Which lines of the items below contain the word "white"? Pick out and copy each one, counting only matches with the same case.

****************************************

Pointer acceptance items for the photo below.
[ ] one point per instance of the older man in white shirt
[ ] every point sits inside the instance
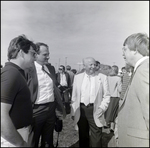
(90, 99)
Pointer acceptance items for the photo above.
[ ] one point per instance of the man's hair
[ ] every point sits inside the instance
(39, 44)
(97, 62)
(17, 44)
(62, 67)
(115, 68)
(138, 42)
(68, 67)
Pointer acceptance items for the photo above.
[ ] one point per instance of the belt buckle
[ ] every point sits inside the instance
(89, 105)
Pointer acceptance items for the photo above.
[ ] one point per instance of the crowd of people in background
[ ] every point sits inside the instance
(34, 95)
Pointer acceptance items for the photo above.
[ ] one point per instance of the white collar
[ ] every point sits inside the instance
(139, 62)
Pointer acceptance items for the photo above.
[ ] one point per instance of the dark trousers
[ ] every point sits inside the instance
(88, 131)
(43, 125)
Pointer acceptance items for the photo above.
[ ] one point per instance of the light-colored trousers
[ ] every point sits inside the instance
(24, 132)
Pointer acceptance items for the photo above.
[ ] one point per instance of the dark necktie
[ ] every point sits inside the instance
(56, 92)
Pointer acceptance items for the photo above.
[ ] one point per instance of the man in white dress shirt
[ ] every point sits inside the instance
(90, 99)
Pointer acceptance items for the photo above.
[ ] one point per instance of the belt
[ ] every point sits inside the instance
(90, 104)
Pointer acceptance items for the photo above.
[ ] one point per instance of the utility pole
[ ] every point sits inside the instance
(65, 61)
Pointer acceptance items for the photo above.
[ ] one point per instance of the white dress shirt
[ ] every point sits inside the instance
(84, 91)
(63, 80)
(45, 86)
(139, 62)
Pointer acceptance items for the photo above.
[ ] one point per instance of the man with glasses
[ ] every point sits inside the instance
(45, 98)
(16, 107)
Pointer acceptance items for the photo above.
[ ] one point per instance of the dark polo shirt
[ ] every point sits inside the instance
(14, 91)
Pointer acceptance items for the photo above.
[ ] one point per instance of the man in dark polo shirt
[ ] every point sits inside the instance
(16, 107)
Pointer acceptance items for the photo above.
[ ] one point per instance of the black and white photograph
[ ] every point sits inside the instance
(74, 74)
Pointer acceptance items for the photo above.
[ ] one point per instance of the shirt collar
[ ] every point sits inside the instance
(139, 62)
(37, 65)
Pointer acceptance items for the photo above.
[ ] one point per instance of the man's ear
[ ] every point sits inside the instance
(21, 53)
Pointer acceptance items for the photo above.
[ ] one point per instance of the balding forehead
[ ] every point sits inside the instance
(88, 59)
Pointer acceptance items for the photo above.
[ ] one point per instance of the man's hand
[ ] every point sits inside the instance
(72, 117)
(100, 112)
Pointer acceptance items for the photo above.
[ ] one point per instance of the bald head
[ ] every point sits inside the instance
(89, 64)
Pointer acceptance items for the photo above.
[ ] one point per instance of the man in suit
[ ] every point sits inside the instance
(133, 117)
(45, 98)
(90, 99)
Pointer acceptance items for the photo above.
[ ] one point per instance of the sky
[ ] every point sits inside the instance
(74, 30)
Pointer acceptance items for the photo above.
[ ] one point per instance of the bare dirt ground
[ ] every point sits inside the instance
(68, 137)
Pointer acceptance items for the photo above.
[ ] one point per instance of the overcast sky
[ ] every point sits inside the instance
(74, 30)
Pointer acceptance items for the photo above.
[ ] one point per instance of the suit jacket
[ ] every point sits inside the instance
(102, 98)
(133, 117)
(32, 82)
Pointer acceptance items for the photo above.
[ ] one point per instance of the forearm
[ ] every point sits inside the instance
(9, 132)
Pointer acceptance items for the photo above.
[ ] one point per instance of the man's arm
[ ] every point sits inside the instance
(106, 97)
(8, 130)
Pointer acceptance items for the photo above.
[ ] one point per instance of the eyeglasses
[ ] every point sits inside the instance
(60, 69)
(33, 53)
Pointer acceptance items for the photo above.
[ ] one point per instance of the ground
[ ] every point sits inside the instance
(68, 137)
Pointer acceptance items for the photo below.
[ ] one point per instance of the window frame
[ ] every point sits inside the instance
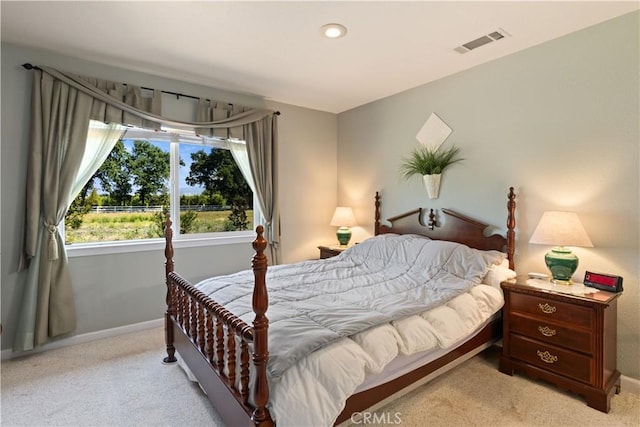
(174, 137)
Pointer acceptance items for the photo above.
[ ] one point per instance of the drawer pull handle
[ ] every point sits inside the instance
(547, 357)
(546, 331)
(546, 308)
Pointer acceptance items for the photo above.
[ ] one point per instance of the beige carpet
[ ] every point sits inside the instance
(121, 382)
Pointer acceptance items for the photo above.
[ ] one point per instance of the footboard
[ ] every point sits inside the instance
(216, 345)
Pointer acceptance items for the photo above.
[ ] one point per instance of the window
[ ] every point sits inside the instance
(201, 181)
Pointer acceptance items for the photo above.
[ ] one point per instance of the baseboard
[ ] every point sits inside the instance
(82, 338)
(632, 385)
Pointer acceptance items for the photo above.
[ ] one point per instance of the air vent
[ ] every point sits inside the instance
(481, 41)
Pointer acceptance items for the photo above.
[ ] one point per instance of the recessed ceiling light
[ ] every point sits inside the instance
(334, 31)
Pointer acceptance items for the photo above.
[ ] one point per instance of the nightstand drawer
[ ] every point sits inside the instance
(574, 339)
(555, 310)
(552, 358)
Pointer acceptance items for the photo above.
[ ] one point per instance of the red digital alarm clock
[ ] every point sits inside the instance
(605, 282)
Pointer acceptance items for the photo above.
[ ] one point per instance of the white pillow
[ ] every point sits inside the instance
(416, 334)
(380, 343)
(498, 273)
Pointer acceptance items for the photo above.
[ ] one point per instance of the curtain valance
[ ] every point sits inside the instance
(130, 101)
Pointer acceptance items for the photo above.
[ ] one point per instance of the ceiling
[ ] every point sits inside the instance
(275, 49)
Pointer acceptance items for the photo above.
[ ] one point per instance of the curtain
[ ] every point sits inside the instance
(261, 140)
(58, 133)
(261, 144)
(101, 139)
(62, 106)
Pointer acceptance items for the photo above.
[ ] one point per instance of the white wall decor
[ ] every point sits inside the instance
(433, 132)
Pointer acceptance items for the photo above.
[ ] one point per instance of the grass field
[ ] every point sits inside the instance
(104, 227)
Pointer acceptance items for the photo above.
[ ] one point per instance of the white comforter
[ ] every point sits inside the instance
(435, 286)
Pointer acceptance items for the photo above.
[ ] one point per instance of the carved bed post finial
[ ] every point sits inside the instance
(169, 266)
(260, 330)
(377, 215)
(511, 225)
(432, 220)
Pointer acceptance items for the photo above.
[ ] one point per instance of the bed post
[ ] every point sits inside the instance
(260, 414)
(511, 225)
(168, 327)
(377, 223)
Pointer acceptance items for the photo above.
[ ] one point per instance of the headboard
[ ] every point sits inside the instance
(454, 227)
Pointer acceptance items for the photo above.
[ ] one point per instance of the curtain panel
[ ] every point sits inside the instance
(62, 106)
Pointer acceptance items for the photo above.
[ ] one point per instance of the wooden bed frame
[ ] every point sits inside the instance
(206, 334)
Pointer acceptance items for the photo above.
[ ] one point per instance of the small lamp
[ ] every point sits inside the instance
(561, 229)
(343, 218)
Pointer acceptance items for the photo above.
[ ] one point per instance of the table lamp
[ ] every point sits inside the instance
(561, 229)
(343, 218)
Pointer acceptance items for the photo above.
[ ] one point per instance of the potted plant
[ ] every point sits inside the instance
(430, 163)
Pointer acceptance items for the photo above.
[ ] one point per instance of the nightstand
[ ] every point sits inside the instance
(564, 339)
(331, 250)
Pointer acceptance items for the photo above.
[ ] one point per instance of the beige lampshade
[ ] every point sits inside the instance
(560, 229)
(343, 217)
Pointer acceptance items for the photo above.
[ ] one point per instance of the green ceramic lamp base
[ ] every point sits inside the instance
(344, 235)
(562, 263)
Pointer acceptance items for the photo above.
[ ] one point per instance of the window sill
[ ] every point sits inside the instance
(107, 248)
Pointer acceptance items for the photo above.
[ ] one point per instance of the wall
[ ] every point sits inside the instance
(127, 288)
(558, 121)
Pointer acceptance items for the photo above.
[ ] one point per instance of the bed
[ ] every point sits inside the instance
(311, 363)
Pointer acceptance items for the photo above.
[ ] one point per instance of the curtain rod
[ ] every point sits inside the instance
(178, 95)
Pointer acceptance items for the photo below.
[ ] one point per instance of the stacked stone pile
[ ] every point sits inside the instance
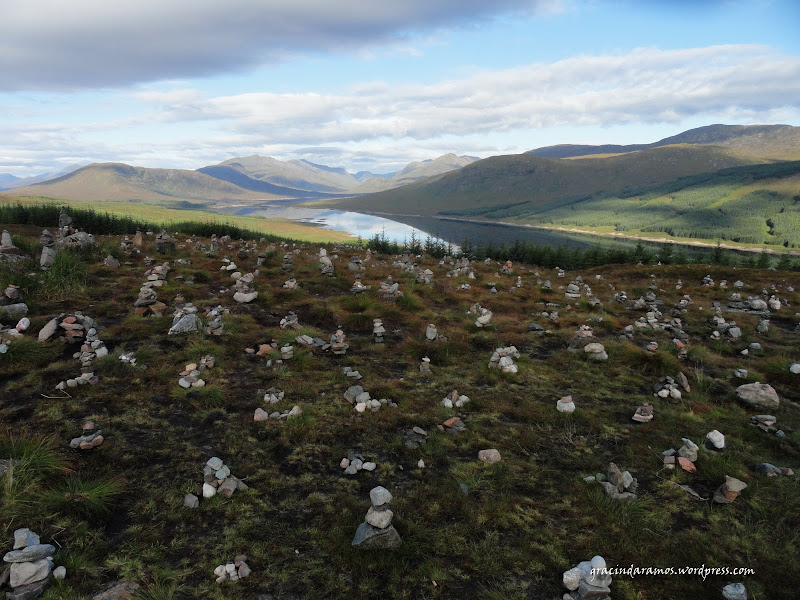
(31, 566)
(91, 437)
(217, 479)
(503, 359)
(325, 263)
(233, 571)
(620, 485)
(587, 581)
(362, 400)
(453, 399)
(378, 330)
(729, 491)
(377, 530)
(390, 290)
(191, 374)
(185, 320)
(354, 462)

****************************************

Solution for this problem:
[ ] one point per instance of the older man in white shirt
[ ] one point per instance of the white collar
[ ] one point per instance of the man in white dress shirt
[ ] one point per instance of the white dress shirt
[ ] one point per instance of the black and white photograph
[ ] one point per instance of the white pillow
[ ] one point per instance of the white wall decor
[ ] one point per instance of the white comforter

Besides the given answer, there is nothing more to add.